> _Directions for this task_: Copy out the data from the line containing "query: tall yellow crane" through the final line of the data, both ends included, reproducing every line character for character.

## start Supplied material

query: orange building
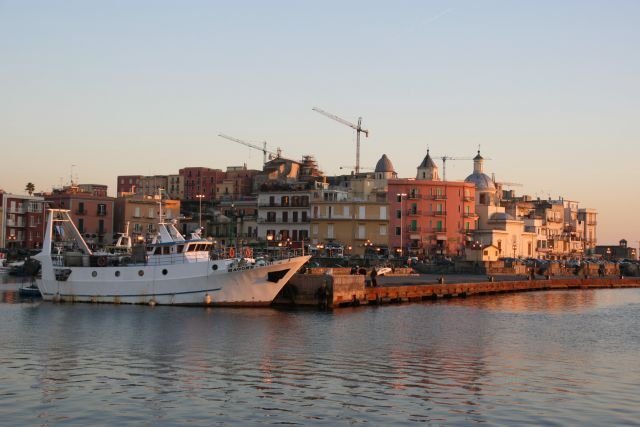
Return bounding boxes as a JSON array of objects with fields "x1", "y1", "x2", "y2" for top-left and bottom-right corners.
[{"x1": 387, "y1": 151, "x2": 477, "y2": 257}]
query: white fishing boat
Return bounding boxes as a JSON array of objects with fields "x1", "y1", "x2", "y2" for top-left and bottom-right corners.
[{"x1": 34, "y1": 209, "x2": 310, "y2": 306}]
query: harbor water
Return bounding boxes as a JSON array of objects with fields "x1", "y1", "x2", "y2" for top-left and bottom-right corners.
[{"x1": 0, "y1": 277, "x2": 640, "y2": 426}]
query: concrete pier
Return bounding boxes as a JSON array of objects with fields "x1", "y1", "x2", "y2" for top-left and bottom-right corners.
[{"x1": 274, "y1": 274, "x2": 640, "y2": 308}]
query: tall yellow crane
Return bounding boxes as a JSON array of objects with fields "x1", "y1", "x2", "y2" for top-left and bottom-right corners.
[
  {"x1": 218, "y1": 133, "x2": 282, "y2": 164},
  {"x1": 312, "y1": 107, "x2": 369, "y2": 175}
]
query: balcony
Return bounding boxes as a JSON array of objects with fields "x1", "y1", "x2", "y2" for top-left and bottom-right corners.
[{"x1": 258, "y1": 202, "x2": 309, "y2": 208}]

## end Supplied material

> _Final result_:
query: tall yellow crane
Return bounding boxes as a JSON array of objects with fields "x1", "y1", "x2", "y2" for top-left and bottom-right corners.
[
  {"x1": 218, "y1": 133, "x2": 282, "y2": 164},
  {"x1": 312, "y1": 107, "x2": 369, "y2": 175}
]
query: balcony
Return bounding boxes as a JSON array of objects with fields "x1", "y1", "x2", "y2" for top-left and bottom-right corners.
[{"x1": 258, "y1": 202, "x2": 309, "y2": 208}]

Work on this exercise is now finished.